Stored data
[start]
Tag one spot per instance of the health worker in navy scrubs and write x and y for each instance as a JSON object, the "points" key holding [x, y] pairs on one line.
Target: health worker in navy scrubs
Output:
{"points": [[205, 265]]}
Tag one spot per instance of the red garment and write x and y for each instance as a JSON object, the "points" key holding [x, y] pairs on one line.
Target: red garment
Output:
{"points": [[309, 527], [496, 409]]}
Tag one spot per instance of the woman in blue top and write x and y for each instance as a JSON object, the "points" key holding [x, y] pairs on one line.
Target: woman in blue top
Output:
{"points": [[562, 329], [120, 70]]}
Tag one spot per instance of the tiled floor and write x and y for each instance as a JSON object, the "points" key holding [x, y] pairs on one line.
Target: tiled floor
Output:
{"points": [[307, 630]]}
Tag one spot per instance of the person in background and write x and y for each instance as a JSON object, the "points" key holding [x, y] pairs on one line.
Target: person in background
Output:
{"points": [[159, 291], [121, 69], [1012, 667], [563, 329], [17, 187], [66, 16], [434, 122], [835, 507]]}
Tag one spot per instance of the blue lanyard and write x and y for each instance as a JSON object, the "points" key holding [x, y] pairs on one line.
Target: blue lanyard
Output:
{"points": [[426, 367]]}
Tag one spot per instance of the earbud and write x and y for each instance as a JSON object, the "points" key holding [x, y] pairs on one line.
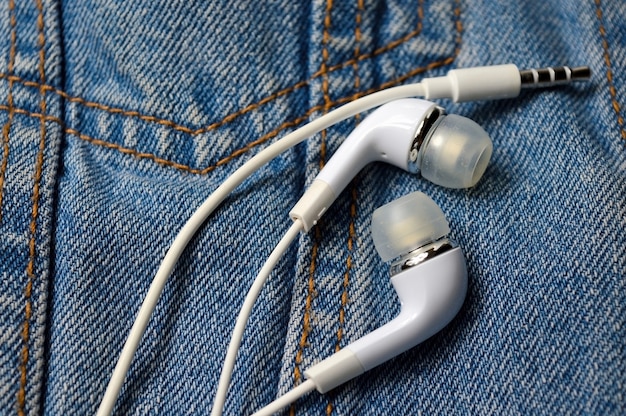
[end]
PROMPT — Reproduce every line of the rows above, including the requests, and shift each x and y coordinate in the answers by adding -141. Leave out the picture.

RESULT OF THIS EXERCISE —
Tag one spot per instance of the health worker in navy scrubs and write x and y for each instance as a JSON object, the "points" key holding [x, y] pairs on one line.
Target: health worker in navy scrubs
Output:
{"points": [[64, 124]]}
Tag one spot per instance of the red garment and write x and y for each instance as a JSON object, the "points" key holding [x, y] pairs on one line.
Target: red garment
Output:
{"points": [[168, 386], [355, 268]]}
Tag one spot per instance of the woman in blue top and write x and y for each instance as a JSON object, the "points" key holding [x, y] pairs on one line.
Target: woman in blue top
Output:
{"points": [[421, 188], [-21, -71]]}
Tag one spot per instance of the tiled floor and write x and y for each instance as a JSON object, the "points" key holding [x, y] pairs on one line.
Target: tiled floor
Output:
{"points": [[166, 489]]}
Tag one spot per instance of the person in background and write x and y for each instance as a JSON object, the "points" key holding [x, y] pairs on one line.
Target: person in background
Output:
{"points": [[18, 150], [-20, -72], [871, 526], [422, 188], [-124, 46], [-75, -125], [293, -19], [694, 366]]}
Tag one spot per instance of the blue lanyard and write x and y for each instance as a JSON object, the "points" key holding [x, y] pairs on one line.
Target: blue lanyard
Output:
{"points": [[285, 226]]}
Tag one spot per instance of the earbud and write x and y for each instance as a JSON object, the "points" key holding [x, y] pairs on one line.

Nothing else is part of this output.